(Dataset entries)
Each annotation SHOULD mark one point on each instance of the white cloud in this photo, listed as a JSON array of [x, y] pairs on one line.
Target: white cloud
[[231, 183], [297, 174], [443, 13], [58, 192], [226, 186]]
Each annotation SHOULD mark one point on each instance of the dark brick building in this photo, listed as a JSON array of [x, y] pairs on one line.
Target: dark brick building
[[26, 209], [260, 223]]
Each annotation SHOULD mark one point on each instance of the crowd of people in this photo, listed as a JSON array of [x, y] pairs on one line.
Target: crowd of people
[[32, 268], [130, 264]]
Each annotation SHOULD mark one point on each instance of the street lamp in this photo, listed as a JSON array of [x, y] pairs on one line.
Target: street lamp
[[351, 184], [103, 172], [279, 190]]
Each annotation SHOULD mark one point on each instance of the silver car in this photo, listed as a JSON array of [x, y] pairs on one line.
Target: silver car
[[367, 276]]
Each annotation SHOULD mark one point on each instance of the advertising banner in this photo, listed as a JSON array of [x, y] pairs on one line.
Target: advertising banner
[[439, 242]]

--

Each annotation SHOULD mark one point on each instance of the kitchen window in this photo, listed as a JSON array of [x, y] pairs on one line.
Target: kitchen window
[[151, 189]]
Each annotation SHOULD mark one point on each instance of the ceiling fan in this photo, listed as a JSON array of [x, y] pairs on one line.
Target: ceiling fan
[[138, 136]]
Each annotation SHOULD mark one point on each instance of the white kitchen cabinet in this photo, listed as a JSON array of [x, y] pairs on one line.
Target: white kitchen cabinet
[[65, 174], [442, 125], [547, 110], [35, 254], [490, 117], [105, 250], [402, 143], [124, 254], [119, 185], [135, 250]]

What the task asks:
Leave out every line above except those from the line with "of the ceiling" up to and including the line with "the white kitchen", and copy those exactly.

Your response:
Each annotation SHOULD mark one point on each instance of the ceiling fan in this photo, listed as a JSON array of [x, y] pairs on one line.
Target: ceiling fan
[[138, 136]]
Each annotation SHOULD mark one point on each instance of the white kitchen cabinet in this photo, listed as a JSON array of [x, y] pairs on one line.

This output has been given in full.